** Data provided **
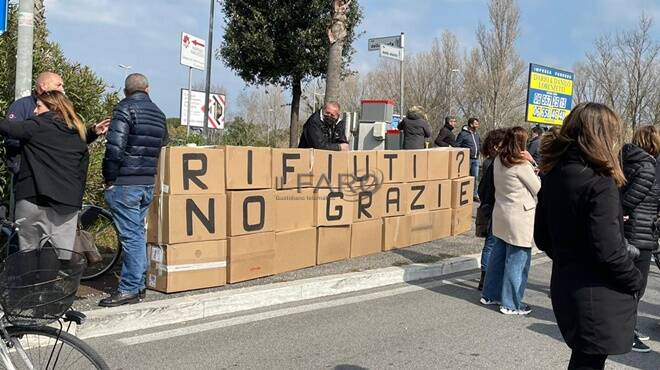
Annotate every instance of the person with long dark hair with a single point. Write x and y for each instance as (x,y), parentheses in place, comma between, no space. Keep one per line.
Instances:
(516,186)
(579,224)
(53,171)
(486,191)
(639,198)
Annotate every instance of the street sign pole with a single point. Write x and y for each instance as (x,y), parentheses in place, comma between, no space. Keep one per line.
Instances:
(209,61)
(401,73)
(189,102)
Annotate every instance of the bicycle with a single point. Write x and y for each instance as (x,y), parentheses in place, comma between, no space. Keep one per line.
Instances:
(99,222)
(37,288)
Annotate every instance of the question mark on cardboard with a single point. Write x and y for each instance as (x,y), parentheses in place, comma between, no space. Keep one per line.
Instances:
(460,158)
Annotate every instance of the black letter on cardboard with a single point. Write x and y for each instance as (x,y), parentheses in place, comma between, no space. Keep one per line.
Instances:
(208,222)
(362,207)
(286,169)
(339,208)
(396,200)
(193,175)
(420,190)
(262,213)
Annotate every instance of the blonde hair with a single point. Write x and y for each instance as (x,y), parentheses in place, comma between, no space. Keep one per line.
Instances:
(58,103)
(648,138)
(596,131)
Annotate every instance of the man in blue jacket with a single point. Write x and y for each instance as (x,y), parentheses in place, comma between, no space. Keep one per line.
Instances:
(469,138)
(137,133)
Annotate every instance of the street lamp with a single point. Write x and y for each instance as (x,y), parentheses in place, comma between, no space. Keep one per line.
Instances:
(451,84)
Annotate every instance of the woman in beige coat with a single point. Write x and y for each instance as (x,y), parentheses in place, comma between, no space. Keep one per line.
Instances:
(516,187)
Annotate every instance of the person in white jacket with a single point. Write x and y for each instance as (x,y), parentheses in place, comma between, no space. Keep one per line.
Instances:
(516,188)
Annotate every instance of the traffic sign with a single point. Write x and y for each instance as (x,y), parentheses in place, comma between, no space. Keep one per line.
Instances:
(216,109)
(193,51)
(375,43)
(391,52)
(4,14)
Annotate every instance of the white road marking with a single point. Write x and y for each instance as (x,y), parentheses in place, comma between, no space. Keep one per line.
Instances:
(194,329)
(213,325)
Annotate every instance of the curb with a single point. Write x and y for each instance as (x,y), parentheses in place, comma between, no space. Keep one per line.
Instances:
(140,316)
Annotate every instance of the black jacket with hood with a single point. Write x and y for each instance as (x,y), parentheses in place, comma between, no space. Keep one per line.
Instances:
(639,198)
(415,131)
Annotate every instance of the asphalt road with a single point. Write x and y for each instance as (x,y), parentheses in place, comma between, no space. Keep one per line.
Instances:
(435,324)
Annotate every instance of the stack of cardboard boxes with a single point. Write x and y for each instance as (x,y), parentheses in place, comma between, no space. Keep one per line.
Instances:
(288,209)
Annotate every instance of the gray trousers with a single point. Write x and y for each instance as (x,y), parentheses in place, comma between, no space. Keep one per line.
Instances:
(43,224)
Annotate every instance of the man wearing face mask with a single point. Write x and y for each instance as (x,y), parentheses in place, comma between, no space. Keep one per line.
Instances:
(324,129)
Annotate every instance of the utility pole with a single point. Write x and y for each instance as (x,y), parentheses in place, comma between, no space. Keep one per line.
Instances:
(209,61)
(24,49)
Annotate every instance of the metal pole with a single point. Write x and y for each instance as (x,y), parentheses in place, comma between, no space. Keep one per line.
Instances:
(403,49)
(209,58)
(24,48)
(189,101)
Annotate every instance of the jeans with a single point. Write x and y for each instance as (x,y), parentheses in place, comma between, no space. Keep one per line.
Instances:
(474,171)
(506,277)
(489,243)
(129,205)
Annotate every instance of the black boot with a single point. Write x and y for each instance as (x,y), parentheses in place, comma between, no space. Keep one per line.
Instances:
(481,280)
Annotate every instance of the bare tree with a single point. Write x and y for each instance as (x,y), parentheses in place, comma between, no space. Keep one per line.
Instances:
(504,69)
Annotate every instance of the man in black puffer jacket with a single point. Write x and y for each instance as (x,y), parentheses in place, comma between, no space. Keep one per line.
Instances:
(137,133)
(639,198)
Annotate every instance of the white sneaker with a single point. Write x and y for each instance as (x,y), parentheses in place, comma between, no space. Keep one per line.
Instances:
(488,302)
(508,311)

** Instructions for the task **
Leaving all pictures aside, quote each record exactly.

** Answer to the exercise **
Annotate every instance of the person with long dark hair with a single point. Write x and y for each instance as (x,y), parentheses in place, comma between, no space. Keep one per line.
Instances:
(516,186)
(579,224)
(53,171)
(486,191)
(639,198)
Annotate every instance of the street sign pole with a single point. Write x and y for each instance as (x,y), parentheses in place, comma between, no space. Keep one per line.
Instances:
(209,61)
(401,73)
(189,102)
Annotate every instance of the bicycle with a single point. Write x and y for each instance as (x,y), parentheses in place, comma between, no space. Keep one per line.
Instances:
(99,222)
(37,288)
Annotate every instance of the question mark on cardboard with a single point. Write x and y for each instance as (x,y), parentheses in place, comma between, no space. Keep one per line.
Instances:
(460,158)
Annotate every instance of the black letter on cardboard with a single point. Write x and y for each instance as (x,y), parentheses in place, comma between, no space. Keep one per line.
Instances:
(208,222)
(362,207)
(286,169)
(339,208)
(396,200)
(193,175)
(420,190)
(262,213)
Annotate every instance of the blonde hair with a single point. Write x and y for each instance as (x,y), parentheses in place, comma between, no space. Keep one per line.
Instances:
(58,103)
(648,138)
(596,131)
Annotate every instance of the man in blue jacket with a single point. Write x and y for each instance as (x,y), parentheses in place, comma between, no space. Keep one per line.
Instances:
(469,138)
(137,133)
Annotate every instance of the street lamp with a single point. Write x and y for each instance as (x,y), parentheses in place, comma between, no space. Keep one per line.
Instances:
(451,84)
Annotate every instance of the woman in beige coat with a single point. Write x and y for each instance as (x,y), parentheses in place, comma between, no space. Keep one per line.
Instances:
(516,187)
Annotate every instance of the person in white jacket with a single point. Write x and y for each instance as (x,y), parentheses in place, comma between, no space. Keep one per line.
Instances:
(516,188)
Annotate every instance of the traffic sign with a single point. Write x and y for each instance as (x,y), parentheses in place, comma between, no space. Keep one per line.
Instances:
(216,109)
(193,51)
(375,43)
(391,52)
(4,14)
Annotate every instance of the white road marking with a single point. Write x and y for each instance as (x,y), parentheses in place, comma between, no space. Keep one per line.
Instances:
(194,329)
(213,325)
Annotate every instance of the curb with a single point. Write x and y for each instance as (x,y), parentheses in place, comma between, no space. Keep one per line.
Instances:
(140,316)
Annotate every instance of the black jacket with hood with a single point. Write x and y for each instance as (x,y), parentheses in place, comma between, no space. Keep one per line.
Instances:
(639,198)
(415,131)
Annotate every instance of the asphalt road with a single point. Write x and y for each instance as (x,y), parentheses in place, comma between, no space. Keep one per line.
Instances:
(435,324)
Annotate every instance of the stack of cardboard boxes with a single point. Write x and y for each instance as (x,y), parentheses in place, comma between, no space. Keep one per line.
Instances:
(288,209)
Annotate every instance of the gray trousers with a single point. Write x and y for each instance as (x,y), parentheses in place, comma between, no space. Keep one per line.
Instances:
(43,224)
Annotate every instance of the man wearing face mask with a single point. Write x and y for each instance as (x,y), parentheses in place, comma between, no space. Keep one per line.
Instances:
(324,129)
Annotate every instance of the utility pole with a single point. Write x and y for each instance as (x,y), parentheses in place, comma between, no space. Keep one per line.
Instances:
(209,61)
(24,49)
Annotate every instance of the metal pole with a single point. Write x and y for each instance as (x,y), parentheses in place, comma between, no space. Keep one per line.
Instances:
(403,49)
(209,58)
(24,48)
(189,101)
Annotate every instance of the jeans with a single point. Write x and y for each instance as (x,y), parentheses in place, comma between, no space. Keep one per line.
Instances:
(474,171)
(506,277)
(489,243)
(129,205)
Annotate every instance of the black boot with a single point. Write x and y for each instance as (x,y), parentheses in place, comma between, no space. Keep one per line.
Instances:
(481,280)
Annotate every instance of the bare tree with a single point. Write x and y for each instance as (x,y), parentheses in place, comma between, no space. Keep one per line.
Instances:
(504,69)
Annotate every instance of the man in black puffer jacket with a single point. Write x and y for each instance as (x,y), parentheses in place, comma between, no space. Keep one per line.
Instances:
(137,133)
(639,198)
Annotate every instance of the white sneaker with a single point. Write x and y for each instance as (x,y), parentheses in place, comma between, no space. Keep one per line.
Instances:
(488,302)
(508,311)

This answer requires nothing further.